*** SUPPLIED ENTRIES

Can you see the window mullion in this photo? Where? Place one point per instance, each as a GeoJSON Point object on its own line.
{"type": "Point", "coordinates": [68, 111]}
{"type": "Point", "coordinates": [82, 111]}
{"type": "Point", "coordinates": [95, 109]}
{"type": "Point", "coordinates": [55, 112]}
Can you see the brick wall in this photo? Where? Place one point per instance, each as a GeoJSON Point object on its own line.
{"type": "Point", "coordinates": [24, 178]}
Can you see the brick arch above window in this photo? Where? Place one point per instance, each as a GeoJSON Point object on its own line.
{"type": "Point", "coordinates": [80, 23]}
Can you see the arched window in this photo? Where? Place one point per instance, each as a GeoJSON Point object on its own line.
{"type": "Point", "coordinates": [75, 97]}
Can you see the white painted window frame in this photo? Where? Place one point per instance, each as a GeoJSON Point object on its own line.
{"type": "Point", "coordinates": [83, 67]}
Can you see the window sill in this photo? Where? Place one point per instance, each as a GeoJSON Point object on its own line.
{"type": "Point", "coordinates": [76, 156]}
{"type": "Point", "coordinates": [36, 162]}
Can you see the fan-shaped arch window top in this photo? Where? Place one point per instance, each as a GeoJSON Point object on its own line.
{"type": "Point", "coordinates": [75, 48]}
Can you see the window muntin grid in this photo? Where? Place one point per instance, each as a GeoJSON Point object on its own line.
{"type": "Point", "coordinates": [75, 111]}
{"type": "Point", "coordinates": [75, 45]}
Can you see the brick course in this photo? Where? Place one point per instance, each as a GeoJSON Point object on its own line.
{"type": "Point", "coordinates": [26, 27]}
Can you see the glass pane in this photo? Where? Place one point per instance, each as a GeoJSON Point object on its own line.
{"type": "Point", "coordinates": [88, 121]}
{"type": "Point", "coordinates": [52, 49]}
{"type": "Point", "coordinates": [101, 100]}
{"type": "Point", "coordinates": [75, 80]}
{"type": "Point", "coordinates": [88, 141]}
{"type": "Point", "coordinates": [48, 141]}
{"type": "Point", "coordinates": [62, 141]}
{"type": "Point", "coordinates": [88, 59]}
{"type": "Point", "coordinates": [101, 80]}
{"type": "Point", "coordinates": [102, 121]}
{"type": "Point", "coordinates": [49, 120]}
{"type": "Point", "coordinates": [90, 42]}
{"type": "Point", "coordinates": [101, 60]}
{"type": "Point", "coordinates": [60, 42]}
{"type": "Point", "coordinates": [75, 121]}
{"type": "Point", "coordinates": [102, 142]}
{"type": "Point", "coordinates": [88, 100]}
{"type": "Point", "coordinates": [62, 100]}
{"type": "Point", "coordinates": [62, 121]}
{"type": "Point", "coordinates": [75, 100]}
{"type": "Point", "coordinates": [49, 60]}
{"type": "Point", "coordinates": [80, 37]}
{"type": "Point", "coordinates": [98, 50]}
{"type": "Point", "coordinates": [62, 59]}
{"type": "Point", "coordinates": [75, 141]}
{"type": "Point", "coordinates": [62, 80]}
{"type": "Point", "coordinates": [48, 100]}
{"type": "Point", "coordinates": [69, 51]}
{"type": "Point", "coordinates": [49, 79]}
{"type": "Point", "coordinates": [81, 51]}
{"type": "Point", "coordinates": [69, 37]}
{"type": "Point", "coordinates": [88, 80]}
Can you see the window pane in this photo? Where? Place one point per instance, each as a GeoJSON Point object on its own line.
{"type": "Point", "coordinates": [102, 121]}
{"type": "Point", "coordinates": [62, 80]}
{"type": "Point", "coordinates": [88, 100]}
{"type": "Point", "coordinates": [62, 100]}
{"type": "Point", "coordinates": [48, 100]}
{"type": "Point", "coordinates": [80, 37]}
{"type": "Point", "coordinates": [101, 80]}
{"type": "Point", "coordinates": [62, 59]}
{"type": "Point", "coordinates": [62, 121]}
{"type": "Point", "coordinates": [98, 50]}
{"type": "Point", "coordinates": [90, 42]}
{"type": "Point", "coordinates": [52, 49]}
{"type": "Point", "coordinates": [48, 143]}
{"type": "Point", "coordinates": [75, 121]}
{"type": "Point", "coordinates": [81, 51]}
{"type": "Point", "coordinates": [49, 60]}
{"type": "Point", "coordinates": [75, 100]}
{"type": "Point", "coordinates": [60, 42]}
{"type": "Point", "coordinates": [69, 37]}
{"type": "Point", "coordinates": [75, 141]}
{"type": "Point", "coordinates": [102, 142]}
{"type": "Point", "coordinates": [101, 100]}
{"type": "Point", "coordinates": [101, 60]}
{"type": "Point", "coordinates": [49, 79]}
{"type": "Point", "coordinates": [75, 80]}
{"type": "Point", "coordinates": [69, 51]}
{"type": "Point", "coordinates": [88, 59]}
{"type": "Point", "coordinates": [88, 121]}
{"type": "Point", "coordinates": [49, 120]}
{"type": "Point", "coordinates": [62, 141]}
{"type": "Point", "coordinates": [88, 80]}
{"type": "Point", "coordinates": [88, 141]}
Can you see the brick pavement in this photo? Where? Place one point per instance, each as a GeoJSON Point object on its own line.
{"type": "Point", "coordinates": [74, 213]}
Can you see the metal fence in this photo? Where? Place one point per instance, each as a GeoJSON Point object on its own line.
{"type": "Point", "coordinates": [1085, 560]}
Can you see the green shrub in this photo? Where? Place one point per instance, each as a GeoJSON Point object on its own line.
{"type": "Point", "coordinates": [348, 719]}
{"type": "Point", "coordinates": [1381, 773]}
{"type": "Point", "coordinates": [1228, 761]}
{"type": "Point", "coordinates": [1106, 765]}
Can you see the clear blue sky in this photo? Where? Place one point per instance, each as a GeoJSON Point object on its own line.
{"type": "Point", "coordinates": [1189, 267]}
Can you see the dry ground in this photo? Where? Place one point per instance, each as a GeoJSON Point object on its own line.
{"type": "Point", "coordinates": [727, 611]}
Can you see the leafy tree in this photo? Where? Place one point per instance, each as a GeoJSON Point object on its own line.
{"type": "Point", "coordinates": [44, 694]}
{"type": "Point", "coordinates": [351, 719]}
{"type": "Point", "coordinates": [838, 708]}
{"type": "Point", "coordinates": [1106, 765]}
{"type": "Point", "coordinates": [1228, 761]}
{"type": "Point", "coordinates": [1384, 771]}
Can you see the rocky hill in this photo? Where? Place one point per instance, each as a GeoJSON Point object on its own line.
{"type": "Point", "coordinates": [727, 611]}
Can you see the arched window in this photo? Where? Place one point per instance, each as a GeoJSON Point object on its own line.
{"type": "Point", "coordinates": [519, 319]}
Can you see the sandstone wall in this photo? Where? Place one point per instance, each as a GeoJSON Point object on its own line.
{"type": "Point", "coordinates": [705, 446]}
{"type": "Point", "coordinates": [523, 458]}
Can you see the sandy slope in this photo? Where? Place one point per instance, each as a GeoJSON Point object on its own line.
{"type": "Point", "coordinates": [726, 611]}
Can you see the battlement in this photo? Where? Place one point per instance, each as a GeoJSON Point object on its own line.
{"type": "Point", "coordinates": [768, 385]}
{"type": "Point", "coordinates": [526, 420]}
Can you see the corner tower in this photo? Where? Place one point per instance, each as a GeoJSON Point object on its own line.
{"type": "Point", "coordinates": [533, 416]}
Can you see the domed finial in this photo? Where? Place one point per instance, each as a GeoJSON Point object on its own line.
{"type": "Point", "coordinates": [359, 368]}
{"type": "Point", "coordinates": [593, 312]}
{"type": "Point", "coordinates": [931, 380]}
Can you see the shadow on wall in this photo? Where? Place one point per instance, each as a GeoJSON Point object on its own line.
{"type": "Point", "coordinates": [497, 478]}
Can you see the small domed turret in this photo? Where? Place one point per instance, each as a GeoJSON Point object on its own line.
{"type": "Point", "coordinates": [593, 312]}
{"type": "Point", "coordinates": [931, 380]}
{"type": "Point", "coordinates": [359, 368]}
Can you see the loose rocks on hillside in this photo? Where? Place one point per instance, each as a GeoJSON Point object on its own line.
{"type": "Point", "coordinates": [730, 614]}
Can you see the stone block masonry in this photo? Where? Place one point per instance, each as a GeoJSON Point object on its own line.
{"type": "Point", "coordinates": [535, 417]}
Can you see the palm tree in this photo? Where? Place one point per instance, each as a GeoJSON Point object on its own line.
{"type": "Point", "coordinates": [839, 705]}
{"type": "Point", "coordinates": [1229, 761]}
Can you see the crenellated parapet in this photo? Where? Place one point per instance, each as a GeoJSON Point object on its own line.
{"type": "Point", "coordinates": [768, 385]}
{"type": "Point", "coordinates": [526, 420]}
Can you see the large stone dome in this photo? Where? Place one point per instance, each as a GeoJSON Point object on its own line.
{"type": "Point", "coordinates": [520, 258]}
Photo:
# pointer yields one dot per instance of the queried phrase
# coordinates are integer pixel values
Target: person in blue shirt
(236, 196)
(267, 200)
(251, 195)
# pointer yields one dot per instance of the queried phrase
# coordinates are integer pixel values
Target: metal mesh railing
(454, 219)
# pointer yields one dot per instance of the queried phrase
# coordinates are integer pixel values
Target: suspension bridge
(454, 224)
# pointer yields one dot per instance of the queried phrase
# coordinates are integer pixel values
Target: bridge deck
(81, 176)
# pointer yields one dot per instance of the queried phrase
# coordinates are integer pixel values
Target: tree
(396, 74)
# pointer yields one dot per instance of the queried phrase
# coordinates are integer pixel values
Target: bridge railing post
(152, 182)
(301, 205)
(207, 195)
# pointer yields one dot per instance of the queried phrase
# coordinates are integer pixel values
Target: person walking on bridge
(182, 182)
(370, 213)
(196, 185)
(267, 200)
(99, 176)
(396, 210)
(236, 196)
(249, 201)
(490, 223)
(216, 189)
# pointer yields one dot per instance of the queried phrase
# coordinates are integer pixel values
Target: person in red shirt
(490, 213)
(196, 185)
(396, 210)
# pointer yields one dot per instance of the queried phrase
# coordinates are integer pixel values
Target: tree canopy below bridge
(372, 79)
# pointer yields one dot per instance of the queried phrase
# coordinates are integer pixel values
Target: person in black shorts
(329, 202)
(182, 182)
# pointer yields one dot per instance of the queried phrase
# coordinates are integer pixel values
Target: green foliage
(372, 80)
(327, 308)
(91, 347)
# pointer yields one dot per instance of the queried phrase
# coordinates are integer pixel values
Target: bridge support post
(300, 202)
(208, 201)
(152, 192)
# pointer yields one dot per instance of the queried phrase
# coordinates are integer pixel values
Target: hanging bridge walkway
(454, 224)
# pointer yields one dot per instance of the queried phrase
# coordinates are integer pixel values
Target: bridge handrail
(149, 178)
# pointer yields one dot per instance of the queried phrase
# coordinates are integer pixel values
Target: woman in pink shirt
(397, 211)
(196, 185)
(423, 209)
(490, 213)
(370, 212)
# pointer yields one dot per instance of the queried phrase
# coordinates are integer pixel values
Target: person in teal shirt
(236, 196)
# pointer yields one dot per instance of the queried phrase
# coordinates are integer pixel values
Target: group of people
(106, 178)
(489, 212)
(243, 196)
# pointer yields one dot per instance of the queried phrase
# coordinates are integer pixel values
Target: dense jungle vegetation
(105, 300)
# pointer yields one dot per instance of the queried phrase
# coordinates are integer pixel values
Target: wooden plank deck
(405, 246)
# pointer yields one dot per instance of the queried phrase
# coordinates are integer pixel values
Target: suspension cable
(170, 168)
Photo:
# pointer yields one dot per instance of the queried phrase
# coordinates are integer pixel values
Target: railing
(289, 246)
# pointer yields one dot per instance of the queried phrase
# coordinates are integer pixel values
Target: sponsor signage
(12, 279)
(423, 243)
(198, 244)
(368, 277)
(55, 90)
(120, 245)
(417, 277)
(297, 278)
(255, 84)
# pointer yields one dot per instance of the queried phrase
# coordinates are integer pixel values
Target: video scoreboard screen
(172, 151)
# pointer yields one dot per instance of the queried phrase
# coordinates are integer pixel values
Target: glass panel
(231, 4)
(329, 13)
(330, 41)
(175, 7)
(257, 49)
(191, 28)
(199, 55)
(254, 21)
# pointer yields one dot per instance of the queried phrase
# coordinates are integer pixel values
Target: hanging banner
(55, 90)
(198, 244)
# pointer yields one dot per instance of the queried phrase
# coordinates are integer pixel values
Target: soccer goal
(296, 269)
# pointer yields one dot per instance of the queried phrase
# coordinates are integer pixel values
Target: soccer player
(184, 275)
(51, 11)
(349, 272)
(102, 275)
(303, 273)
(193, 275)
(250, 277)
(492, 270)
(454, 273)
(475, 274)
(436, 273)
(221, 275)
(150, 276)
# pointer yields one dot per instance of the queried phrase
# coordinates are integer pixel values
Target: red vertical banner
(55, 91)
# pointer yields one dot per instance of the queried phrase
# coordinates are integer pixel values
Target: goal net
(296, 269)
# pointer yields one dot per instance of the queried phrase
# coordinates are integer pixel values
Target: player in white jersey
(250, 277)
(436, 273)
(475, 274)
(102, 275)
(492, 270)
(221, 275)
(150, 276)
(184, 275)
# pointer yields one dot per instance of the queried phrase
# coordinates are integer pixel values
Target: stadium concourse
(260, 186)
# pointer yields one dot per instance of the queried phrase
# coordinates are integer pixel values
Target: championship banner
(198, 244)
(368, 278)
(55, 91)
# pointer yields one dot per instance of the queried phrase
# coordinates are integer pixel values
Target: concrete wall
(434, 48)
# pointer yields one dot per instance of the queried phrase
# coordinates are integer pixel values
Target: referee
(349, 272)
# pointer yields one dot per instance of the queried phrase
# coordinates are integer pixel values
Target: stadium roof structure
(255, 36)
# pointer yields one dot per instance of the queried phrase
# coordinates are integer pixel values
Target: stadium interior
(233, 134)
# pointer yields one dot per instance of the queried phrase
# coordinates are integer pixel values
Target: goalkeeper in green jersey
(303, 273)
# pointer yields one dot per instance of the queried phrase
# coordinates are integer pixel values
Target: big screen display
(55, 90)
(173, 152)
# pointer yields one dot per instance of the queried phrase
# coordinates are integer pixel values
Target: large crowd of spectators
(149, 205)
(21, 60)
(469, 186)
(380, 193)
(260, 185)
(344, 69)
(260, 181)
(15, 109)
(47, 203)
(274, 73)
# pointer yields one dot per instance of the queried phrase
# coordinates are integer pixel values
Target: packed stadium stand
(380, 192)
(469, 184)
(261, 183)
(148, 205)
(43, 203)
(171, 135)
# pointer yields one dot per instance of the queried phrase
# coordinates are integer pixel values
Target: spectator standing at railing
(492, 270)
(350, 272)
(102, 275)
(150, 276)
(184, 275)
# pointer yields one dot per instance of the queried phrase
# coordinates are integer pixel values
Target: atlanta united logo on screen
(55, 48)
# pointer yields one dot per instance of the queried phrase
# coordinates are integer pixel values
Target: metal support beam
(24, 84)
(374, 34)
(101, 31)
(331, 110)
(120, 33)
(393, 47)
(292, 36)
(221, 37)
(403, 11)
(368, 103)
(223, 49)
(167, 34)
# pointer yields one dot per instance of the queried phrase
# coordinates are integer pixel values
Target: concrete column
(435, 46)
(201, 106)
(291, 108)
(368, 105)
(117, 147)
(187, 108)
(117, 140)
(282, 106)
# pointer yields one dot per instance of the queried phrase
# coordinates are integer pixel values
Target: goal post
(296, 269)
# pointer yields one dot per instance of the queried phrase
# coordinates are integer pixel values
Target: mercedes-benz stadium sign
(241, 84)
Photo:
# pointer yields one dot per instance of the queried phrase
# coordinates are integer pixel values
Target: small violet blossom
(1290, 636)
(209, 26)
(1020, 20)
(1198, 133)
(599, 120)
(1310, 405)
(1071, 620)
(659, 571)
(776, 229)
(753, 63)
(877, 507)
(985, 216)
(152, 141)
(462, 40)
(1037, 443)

******

#### WHAT NEEDS TO BE DONE:
How many lines of the records contain the word "shirt"? Give only the number.

#### TASK ANSWER:
4